[Records excerpted from a collection]
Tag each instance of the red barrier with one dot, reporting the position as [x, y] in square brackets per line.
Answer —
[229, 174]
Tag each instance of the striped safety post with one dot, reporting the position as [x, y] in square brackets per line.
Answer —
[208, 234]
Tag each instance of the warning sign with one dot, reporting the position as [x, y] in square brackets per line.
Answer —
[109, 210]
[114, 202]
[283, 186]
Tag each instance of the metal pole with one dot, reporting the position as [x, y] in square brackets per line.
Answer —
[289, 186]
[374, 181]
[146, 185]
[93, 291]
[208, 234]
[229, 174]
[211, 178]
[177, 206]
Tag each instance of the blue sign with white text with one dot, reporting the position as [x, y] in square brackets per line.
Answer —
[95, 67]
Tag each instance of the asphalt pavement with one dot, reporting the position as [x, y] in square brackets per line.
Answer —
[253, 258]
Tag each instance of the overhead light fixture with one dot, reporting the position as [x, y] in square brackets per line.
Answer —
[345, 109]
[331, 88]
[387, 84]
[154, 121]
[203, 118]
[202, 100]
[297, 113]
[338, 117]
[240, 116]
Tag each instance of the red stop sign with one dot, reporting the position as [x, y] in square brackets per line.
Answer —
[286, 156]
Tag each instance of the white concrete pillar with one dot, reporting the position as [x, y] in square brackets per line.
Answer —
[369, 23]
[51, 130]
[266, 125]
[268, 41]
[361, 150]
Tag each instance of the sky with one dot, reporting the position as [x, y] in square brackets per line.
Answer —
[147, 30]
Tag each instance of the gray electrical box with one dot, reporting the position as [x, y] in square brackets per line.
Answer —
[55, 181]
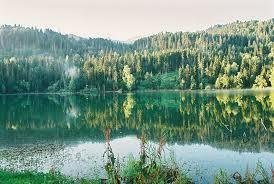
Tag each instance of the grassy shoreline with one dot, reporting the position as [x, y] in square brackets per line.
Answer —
[149, 168]
[200, 91]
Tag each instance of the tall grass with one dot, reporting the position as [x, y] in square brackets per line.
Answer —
[149, 168]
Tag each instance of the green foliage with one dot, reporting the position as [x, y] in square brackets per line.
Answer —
[128, 78]
[236, 55]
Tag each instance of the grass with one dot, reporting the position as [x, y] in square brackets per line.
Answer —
[149, 168]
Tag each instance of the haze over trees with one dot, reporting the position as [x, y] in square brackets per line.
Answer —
[236, 55]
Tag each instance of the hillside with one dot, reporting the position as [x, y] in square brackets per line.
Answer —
[235, 55]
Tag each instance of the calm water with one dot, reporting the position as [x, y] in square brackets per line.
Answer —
[205, 131]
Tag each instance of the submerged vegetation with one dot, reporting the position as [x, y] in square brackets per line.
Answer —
[236, 55]
[149, 168]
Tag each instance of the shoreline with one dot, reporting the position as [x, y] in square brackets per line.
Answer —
[200, 91]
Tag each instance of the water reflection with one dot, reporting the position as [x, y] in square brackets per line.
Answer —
[210, 129]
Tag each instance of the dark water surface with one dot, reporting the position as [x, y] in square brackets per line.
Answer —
[205, 131]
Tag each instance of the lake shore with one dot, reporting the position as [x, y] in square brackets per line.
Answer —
[206, 91]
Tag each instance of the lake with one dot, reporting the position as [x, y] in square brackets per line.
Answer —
[203, 131]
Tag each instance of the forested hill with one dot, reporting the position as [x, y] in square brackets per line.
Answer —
[235, 55]
[21, 41]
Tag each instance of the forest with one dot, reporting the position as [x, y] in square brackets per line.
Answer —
[237, 55]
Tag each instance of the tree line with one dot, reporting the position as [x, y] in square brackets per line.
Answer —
[236, 55]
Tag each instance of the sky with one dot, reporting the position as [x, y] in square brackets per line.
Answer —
[129, 19]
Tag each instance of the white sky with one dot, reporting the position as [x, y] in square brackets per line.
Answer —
[126, 19]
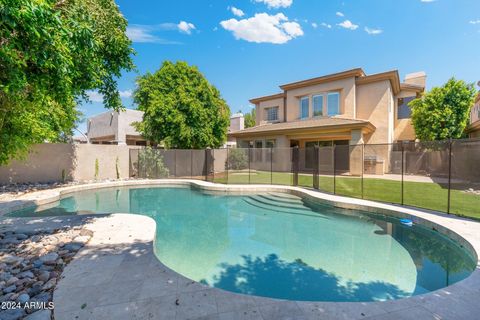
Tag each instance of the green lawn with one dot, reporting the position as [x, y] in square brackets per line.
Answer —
[419, 194]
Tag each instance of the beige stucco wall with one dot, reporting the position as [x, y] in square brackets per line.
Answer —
[403, 128]
[374, 104]
[47, 161]
[260, 110]
[116, 124]
[346, 87]
[281, 141]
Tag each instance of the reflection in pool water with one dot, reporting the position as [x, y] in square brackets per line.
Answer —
[276, 245]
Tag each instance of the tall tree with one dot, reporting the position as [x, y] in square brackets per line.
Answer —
[443, 112]
[51, 54]
[250, 119]
[182, 109]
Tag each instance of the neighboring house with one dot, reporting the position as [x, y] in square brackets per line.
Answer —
[113, 127]
[237, 123]
[473, 129]
[346, 108]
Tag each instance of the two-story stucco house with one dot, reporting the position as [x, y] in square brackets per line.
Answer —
[345, 108]
[473, 129]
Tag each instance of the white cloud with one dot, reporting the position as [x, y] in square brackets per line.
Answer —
[264, 28]
[94, 96]
[373, 31]
[326, 25]
[186, 27]
[275, 4]
[237, 12]
[347, 24]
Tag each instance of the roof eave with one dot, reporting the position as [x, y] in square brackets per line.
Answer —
[267, 98]
[360, 125]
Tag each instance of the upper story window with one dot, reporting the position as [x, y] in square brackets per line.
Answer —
[318, 105]
[271, 114]
[333, 104]
[304, 106]
[403, 110]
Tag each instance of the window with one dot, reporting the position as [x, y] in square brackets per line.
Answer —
[271, 114]
[333, 104]
[304, 105]
[318, 105]
[258, 152]
[404, 111]
[270, 143]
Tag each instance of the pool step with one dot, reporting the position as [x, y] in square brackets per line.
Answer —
[284, 195]
[266, 200]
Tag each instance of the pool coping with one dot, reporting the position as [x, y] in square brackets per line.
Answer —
[460, 300]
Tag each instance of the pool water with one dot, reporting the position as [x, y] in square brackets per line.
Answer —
[277, 245]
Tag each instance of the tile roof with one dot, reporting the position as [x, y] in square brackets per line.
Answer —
[318, 123]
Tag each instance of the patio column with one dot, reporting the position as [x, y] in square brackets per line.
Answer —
[356, 153]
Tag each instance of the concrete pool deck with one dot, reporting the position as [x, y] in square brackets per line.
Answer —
[117, 276]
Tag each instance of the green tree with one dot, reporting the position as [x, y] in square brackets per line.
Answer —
[443, 112]
[250, 119]
[182, 109]
[51, 53]
[151, 164]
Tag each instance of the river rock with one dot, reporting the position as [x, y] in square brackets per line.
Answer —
[23, 298]
[10, 289]
[21, 236]
[12, 314]
[26, 274]
[49, 284]
[49, 258]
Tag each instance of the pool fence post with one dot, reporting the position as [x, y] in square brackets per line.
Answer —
[403, 170]
[249, 159]
[295, 165]
[316, 170]
[213, 165]
[206, 164]
[156, 164]
[175, 163]
[449, 174]
[334, 169]
[191, 163]
[271, 165]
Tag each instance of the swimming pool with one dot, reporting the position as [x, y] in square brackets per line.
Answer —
[278, 245]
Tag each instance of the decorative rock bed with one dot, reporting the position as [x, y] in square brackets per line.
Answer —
[31, 263]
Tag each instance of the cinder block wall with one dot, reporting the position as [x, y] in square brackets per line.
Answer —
[52, 162]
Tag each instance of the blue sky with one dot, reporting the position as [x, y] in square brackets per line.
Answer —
[247, 48]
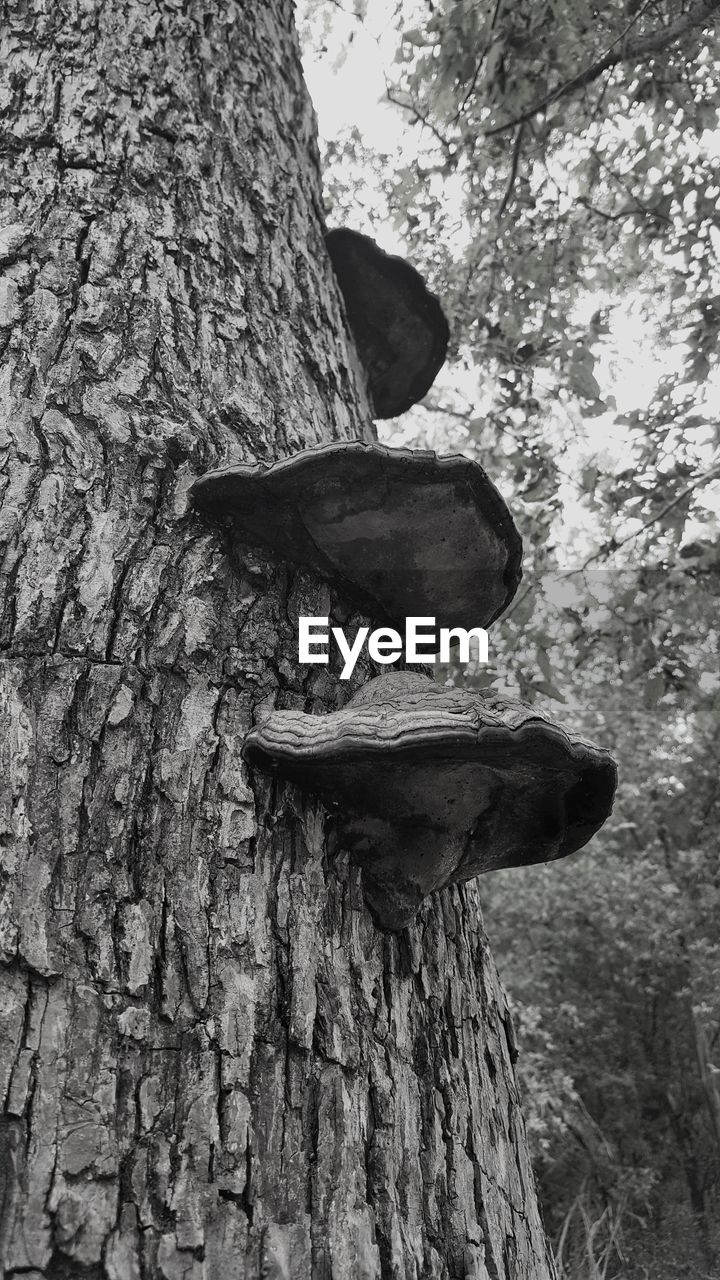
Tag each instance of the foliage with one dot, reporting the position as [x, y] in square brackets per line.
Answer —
[557, 181]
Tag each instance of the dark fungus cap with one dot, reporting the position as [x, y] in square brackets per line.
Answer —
[399, 325]
[432, 786]
[406, 534]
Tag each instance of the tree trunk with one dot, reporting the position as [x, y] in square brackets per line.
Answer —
[213, 1065]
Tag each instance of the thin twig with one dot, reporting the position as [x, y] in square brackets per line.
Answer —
[714, 474]
[630, 50]
[514, 164]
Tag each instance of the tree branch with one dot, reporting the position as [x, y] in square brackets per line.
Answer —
[514, 164]
[714, 474]
[621, 50]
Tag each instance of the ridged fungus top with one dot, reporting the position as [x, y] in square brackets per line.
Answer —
[432, 785]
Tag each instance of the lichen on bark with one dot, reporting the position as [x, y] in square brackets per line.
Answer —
[212, 1064]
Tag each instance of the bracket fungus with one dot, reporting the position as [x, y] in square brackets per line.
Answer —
[406, 533]
[432, 786]
[399, 325]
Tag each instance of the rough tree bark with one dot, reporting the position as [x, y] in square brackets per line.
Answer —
[212, 1064]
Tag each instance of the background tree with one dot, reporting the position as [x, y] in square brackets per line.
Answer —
[557, 176]
[212, 1064]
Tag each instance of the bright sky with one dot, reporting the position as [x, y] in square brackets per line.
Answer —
[347, 83]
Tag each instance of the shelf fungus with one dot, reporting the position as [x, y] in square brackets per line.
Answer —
[399, 325]
[431, 786]
[406, 534]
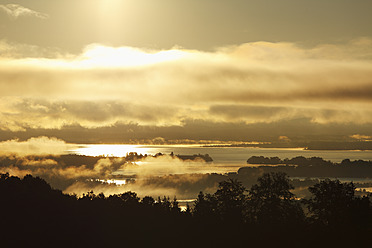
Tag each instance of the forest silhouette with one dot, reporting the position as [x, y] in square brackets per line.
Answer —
[268, 214]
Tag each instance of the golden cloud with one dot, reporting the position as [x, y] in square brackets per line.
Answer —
[253, 82]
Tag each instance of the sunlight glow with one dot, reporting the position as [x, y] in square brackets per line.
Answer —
[102, 56]
[109, 150]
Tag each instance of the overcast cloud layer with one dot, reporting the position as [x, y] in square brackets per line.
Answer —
[249, 83]
[93, 71]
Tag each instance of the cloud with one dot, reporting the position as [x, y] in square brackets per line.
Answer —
[34, 146]
[15, 11]
[360, 137]
[250, 83]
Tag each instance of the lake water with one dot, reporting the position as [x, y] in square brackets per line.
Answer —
[225, 159]
[220, 155]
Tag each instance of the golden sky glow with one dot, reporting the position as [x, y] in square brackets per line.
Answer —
[144, 69]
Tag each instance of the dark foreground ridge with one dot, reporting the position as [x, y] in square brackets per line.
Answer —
[266, 215]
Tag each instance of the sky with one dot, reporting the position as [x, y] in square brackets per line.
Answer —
[136, 71]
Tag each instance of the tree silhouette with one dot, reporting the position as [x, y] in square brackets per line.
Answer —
[271, 203]
[334, 204]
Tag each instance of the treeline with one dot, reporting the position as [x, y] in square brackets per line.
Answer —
[311, 167]
[265, 215]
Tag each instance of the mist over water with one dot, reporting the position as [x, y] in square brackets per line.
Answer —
[234, 156]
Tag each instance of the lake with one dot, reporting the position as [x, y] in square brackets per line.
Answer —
[225, 159]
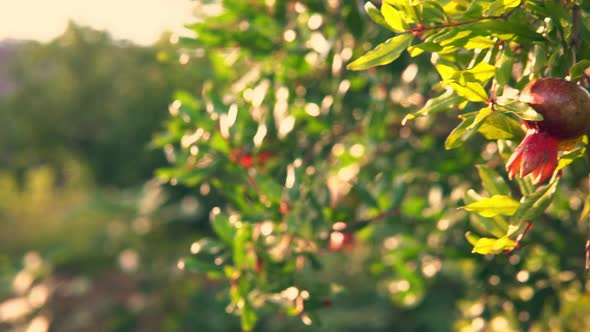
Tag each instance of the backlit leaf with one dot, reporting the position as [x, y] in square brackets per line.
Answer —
[383, 54]
[486, 246]
[493, 206]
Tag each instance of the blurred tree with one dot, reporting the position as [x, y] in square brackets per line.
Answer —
[315, 178]
[86, 96]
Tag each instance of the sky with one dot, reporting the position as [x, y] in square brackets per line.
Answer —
[141, 21]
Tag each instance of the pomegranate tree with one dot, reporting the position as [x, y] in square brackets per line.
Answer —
[565, 108]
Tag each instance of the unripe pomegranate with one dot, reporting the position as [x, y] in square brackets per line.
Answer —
[565, 108]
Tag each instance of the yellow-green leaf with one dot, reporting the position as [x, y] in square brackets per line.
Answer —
[393, 18]
[383, 54]
[493, 206]
[577, 70]
[486, 246]
[444, 102]
[375, 15]
[492, 182]
[500, 126]
[533, 205]
[471, 91]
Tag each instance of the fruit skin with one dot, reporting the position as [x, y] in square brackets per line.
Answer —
[565, 106]
[535, 155]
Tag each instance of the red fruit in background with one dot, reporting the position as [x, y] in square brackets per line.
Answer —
[565, 108]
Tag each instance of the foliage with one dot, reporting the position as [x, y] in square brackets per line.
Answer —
[102, 98]
[307, 160]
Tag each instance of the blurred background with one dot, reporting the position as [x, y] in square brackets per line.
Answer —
[90, 239]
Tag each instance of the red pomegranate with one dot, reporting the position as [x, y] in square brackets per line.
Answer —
[565, 107]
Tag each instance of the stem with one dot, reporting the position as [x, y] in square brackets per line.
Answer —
[587, 247]
[575, 42]
[420, 28]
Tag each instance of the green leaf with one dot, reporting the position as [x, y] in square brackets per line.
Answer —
[533, 205]
[375, 15]
[496, 226]
[492, 181]
[500, 7]
[383, 54]
[444, 102]
[248, 317]
[520, 109]
[240, 241]
[393, 18]
[482, 42]
[365, 196]
[570, 157]
[194, 264]
[472, 91]
[480, 117]
[223, 228]
[577, 70]
[472, 238]
[469, 126]
[486, 246]
[500, 126]
[481, 72]
[461, 133]
[494, 206]
[504, 69]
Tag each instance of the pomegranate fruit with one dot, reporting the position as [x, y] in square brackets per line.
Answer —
[565, 108]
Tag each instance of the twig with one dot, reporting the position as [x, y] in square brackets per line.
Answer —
[419, 29]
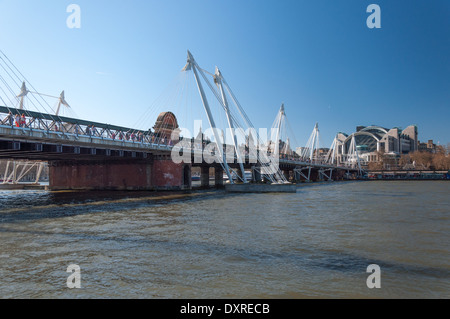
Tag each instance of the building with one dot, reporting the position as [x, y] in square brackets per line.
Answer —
[369, 142]
[427, 147]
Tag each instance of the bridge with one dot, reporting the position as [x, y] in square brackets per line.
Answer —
[89, 155]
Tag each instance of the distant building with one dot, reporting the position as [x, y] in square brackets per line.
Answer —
[427, 147]
[373, 140]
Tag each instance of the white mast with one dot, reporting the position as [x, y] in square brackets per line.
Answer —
[23, 93]
[192, 65]
[218, 79]
[61, 101]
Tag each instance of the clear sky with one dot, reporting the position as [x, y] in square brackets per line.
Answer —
[317, 56]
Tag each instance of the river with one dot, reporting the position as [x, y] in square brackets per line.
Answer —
[317, 243]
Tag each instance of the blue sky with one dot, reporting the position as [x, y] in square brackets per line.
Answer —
[318, 57]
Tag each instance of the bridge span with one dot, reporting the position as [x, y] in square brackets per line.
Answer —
[96, 156]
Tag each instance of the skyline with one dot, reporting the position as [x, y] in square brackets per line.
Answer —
[319, 59]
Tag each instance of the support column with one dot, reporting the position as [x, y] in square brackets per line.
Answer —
[256, 174]
[204, 176]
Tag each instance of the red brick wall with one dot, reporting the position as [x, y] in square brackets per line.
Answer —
[161, 174]
[167, 174]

> _Work item_
Each line of the data that holds "golden" should be copied.

> _Solution to this task_
Tag each instance of the golden cloud with one dot, reporting the position as [x, y] in square brackets per line.
Tag each instance of the golden sky glow with one dot, reporting the position as [x, y] in square brackets per line.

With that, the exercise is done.